- [Your objective]: Recast every line of the material below as a Markdown table with the columns Row and Line, numbering the rows and omitting blank lines.

A run of records
>>>>>
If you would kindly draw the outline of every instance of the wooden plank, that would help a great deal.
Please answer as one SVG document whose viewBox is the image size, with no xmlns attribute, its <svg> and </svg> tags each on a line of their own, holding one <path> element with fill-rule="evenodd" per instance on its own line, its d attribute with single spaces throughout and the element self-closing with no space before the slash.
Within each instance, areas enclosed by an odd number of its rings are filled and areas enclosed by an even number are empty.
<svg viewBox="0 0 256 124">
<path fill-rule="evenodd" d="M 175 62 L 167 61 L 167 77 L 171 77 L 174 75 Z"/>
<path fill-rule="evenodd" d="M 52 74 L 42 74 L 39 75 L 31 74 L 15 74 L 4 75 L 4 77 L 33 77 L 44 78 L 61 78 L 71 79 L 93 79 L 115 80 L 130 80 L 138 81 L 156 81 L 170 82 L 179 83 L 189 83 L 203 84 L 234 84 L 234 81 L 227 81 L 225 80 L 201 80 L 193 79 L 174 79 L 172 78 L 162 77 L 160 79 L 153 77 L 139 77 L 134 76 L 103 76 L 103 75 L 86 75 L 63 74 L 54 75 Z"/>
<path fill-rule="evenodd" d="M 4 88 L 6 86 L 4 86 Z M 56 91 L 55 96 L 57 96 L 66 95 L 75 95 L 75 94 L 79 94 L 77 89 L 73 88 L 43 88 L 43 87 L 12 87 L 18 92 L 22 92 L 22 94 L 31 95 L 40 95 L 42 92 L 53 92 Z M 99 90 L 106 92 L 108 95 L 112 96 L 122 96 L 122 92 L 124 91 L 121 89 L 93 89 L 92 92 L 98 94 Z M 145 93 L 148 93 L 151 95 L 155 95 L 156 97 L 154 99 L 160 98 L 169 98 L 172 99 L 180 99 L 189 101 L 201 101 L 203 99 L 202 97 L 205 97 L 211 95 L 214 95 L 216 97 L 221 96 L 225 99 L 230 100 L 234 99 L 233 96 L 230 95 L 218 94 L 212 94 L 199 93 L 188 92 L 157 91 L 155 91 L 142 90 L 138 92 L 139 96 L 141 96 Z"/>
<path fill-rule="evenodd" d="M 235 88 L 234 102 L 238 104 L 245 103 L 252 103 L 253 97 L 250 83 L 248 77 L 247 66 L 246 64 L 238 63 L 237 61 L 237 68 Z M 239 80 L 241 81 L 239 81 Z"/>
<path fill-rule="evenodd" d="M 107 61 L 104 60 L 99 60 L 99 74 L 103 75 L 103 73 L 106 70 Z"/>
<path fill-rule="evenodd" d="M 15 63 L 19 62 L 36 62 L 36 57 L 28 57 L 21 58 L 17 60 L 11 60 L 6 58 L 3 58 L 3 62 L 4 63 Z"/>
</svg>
<<<<<
- [Full solution]:
| Row | Line |
|---|---|
| 1 | If you would kindly draw the outline of every instance of the wooden plank, that would help a great deal. |
| 2 | Please answer as one SVG document whose viewBox is the image size, with no xmlns attribute, its <svg> and </svg> tags each on a line of their own, holding one <path> element with fill-rule="evenodd" per instance on its own line, its d attribute with single spaces throughout and the element self-closing with no space before the slash. |
| 3 | Within each instance, areas enclosed by an odd number of its rings are filled and areas enclosed by an even number are empty. |
| 4 | <svg viewBox="0 0 256 124"> |
| 5 | <path fill-rule="evenodd" d="M 175 62 L 167 61 L 167 77 L 171 77 L 174 75 Z"/> |
| 6 | <path fill-rule="evenodd" d="M 52 74 L 42 74 L 39 75 L 31 74 L 15 74 L 4 75 L 4 77 L 33 77 L 44 78 L 61 78 L 71 79 L 93 79 L 115 80 L 130 80 L 138 81 L 156 81 L 170 82 L 179 83 L 189 83 L 203 84 L 234 84 L 234 81 L 227 81 L 225 80 L 201 80 L 193 79 L 174 79 L 172 78 L 162 77 L 160 79 L 153 77 L 139 77 L 134 76 L 103 76 L 103 75 L 86 75 L 63 74 L 54 75 Z"/> |
| 7 | <path fill-rule="evenodd" d="M 4 88 L 6 86 L 4 86 Z M 56 91 L 55 96 L 57 96 L 66 95 L 75 95 L 75 94 L 79 94 L 77 89 L 73 88 L 43 88 L 43 87 L 12 87 L 18 92 L 22 92 L 22 94 L 31 95 L 40 95 L 42 92 L 53 92 Z M 99 90 L 106 92 L 108 95 L 112 96 L 122 96 L 122 92 L 124 91 L 121 89 L 93 89 L 92 92 L 98 94 Z M 145 93 L 148 93 L 151 95 L 155 95 L 156 97 L 154 99 L 160 98 L 169 98 L 172 99 L 180 99 L 189 101 L 201 101 L 203 99 L 202 97 L 205 97 L 211 95 L 214 95 L 216 97 L 221 96 L 225 99 L 230 100 L 234 99 L 233 96 L 230 95 L 218 94 L 212 94 L 199 93 L 188 92 L 157 91 L 155 91 L 142 90 L 138 92 L 139 96 L 141 96 Z"/> |
| 8 | <path fill-rule="evenodd" d="M 235 88 L 234 102 L 238 104 L 245 103 L 252 103 L 253 97 L 250 83 L 248 77 L 247 66 L 246 64 L 238 63 L 237 61 L 237 68 Z M 239 80 L 241 81 L 239 81 Z"/> |
| 9 | <path fill-rule="evenodd" d="M 107 61 L 104 60 L 99 60 L 99 74 L 103 75 L 103 73 L 106 70 Z"/> |
| 10 | <path fill-rule="evenodd" d="M 15 63 L 19 62 L 36 62 L 36 57 L 28 57 L 21 58 L 17 60 L 11 60 L 6 58 L 3 58 L 3 62 L 4 63 Z"/> |
| 11 | </svg> |